TASK TO CARRY OUT: Count how many lines of the records contain the string "bridge", treating case as significant, and reply with that number alone.

AVAILABLE RECORDS:
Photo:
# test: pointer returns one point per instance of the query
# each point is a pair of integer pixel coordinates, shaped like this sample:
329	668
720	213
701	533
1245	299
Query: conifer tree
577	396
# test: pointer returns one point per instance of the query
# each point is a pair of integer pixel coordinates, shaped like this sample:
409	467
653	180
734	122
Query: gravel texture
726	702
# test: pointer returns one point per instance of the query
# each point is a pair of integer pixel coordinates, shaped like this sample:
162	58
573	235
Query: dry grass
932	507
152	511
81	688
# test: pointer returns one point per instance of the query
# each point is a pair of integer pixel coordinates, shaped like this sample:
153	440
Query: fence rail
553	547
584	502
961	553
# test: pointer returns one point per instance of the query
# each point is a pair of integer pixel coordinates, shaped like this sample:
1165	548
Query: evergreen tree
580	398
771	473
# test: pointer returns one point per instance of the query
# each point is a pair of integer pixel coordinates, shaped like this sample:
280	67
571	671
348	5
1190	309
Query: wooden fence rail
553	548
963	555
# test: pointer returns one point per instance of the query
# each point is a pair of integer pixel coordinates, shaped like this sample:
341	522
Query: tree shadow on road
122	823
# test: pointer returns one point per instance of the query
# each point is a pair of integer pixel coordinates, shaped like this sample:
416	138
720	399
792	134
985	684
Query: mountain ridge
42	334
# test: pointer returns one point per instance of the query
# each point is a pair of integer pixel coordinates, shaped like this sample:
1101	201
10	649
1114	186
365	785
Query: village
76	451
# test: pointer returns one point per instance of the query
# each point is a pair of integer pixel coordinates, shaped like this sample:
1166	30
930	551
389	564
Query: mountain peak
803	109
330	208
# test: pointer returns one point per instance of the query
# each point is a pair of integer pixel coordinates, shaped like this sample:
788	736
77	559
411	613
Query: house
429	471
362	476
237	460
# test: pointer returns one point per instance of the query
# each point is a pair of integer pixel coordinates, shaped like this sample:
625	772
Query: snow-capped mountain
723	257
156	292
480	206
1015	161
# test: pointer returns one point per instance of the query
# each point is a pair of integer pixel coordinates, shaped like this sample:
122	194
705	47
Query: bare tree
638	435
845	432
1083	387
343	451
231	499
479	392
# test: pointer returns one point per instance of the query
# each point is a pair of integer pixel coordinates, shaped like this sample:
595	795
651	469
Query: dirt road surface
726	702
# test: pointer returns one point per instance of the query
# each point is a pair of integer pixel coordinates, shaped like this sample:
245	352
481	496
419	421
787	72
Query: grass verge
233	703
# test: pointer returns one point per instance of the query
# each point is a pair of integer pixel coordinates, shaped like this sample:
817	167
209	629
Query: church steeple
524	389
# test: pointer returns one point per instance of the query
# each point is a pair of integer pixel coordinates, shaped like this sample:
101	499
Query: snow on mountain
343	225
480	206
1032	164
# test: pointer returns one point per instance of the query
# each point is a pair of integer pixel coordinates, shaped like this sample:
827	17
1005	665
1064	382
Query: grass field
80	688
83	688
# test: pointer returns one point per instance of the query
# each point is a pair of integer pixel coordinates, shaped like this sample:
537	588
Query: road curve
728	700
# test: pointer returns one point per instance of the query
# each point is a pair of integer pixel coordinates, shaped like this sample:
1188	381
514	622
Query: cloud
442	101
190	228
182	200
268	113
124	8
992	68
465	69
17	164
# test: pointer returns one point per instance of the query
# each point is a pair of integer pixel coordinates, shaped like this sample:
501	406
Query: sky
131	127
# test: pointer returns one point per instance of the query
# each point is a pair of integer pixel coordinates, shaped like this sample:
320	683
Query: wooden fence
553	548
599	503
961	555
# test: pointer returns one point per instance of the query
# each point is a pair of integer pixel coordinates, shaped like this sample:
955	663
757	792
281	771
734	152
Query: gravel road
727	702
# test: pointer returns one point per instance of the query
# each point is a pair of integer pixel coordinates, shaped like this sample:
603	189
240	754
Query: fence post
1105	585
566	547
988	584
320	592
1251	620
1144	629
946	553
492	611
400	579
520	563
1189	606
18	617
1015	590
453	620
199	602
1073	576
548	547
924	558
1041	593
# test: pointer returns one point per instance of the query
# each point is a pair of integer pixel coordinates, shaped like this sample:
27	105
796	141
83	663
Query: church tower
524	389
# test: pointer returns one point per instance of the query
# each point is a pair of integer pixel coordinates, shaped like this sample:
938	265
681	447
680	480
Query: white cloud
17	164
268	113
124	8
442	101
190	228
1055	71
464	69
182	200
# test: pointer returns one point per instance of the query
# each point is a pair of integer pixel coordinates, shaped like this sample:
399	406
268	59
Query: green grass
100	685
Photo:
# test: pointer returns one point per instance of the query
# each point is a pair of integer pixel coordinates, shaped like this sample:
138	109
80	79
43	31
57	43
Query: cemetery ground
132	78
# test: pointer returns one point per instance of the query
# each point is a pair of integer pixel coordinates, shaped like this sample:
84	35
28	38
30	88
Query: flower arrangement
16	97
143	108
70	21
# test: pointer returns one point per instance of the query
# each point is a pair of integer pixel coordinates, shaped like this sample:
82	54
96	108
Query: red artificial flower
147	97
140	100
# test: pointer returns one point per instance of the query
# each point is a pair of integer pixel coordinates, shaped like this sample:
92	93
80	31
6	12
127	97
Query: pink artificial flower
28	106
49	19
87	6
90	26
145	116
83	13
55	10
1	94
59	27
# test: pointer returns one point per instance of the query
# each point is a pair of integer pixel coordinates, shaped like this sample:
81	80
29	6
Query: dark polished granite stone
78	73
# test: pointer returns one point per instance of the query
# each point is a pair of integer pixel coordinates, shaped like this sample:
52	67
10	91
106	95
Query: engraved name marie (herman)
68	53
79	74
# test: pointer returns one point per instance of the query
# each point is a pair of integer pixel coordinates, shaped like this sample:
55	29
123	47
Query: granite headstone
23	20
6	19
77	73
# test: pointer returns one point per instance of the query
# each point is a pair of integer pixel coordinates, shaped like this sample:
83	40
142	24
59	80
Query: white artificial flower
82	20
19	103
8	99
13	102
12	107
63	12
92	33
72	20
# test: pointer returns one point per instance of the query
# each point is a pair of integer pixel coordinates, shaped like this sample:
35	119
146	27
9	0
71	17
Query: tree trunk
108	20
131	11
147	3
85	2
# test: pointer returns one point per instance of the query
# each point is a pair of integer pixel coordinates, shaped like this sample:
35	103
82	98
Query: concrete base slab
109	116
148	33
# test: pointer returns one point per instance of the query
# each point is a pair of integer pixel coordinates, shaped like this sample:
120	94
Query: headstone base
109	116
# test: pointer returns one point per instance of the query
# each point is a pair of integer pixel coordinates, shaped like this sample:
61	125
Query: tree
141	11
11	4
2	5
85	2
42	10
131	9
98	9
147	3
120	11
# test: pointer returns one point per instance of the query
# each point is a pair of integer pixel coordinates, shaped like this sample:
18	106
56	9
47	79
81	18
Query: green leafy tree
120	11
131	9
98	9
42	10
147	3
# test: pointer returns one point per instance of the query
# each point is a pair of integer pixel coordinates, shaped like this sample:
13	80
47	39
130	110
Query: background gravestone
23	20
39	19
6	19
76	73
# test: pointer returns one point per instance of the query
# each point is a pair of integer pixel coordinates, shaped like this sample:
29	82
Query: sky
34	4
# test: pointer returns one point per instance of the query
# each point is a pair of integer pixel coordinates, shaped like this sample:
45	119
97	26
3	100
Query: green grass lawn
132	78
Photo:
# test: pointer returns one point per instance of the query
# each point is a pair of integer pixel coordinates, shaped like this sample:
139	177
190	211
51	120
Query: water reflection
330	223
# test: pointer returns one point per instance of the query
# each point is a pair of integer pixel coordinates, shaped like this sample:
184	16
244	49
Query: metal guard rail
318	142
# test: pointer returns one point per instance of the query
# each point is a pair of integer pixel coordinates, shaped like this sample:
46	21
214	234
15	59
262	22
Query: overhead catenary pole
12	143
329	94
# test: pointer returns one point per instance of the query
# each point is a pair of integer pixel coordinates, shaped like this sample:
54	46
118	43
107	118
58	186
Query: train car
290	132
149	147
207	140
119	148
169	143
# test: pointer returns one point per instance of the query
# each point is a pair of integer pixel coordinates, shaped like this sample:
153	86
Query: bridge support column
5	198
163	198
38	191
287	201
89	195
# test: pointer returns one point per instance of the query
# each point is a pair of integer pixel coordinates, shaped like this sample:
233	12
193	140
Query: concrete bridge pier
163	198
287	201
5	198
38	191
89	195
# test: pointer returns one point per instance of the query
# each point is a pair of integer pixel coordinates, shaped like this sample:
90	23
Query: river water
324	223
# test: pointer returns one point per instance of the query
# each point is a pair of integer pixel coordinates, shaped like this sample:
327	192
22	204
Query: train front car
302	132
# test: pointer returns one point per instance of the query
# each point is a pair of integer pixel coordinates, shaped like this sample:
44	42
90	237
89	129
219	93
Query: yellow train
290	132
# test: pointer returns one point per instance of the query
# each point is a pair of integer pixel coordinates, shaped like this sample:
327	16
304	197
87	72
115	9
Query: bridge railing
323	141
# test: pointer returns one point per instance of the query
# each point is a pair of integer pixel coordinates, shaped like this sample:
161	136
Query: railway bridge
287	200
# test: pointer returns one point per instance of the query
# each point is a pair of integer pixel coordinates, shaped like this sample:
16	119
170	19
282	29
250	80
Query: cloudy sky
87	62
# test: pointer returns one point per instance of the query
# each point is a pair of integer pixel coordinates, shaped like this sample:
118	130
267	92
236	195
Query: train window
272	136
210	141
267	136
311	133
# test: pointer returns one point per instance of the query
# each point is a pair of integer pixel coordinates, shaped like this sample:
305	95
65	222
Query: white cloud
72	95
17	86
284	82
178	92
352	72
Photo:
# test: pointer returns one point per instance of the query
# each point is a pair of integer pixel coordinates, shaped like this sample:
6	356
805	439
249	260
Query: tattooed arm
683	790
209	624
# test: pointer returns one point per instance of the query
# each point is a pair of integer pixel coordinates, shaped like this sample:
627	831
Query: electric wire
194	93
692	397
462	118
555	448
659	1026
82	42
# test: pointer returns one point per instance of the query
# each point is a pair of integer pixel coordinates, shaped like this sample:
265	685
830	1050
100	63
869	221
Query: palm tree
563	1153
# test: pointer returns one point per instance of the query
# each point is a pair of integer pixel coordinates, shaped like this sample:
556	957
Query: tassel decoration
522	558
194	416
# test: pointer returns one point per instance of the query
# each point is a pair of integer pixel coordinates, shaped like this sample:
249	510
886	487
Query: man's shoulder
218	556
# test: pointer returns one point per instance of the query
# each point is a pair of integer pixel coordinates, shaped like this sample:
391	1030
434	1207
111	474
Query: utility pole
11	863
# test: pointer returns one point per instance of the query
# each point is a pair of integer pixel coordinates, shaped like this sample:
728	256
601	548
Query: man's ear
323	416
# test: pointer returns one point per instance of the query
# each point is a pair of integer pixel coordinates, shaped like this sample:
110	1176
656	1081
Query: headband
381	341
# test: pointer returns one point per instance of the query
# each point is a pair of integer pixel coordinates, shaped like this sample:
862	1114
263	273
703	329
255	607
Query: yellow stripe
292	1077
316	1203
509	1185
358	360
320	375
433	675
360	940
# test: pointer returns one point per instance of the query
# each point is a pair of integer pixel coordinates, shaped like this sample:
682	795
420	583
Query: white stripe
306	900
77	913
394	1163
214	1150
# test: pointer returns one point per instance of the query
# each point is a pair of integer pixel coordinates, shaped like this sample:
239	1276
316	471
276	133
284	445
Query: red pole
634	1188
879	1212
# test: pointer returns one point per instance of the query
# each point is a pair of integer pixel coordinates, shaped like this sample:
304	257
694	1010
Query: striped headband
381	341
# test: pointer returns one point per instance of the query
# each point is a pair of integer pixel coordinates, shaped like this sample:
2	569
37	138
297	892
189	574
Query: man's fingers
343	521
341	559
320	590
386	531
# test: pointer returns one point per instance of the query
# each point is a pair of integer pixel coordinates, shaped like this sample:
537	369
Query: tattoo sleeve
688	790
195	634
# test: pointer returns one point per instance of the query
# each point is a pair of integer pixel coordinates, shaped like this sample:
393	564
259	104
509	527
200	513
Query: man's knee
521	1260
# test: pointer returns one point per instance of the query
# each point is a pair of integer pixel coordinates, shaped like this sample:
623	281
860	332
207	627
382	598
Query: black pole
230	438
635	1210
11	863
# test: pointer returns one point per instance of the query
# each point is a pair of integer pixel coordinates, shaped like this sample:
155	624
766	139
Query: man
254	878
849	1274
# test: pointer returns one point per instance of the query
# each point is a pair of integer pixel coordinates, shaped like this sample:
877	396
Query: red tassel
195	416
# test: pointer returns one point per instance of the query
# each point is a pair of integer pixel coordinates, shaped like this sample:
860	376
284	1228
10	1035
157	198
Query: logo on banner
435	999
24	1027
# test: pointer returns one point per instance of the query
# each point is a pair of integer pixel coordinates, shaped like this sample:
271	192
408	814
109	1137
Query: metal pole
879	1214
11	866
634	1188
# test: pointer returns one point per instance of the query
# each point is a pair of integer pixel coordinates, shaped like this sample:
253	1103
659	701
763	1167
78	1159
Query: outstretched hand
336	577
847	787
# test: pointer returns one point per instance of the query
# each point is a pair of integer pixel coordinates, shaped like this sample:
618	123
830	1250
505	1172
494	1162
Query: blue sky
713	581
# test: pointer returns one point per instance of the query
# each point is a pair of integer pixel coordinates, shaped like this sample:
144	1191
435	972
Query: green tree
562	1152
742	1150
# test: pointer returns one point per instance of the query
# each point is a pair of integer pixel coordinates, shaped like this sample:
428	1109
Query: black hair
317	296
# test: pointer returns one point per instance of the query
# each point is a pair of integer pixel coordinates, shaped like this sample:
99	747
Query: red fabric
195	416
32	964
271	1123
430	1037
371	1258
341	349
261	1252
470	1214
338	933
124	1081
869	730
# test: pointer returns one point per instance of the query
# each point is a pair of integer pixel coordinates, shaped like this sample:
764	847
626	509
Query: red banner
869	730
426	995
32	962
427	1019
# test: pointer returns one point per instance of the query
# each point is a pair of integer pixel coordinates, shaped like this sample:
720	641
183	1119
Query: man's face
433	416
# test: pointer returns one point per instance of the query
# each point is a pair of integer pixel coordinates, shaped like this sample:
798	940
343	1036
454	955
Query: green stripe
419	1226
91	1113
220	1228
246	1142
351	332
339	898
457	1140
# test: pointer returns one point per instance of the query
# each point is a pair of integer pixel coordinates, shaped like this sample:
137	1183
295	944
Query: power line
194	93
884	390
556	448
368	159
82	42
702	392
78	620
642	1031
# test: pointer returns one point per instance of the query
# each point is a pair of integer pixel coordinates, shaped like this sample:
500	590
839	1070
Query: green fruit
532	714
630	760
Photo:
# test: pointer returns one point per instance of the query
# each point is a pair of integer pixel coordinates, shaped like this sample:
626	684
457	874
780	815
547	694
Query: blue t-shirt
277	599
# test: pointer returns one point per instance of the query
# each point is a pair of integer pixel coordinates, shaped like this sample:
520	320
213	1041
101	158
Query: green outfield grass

WRITTEN ANSWER: 4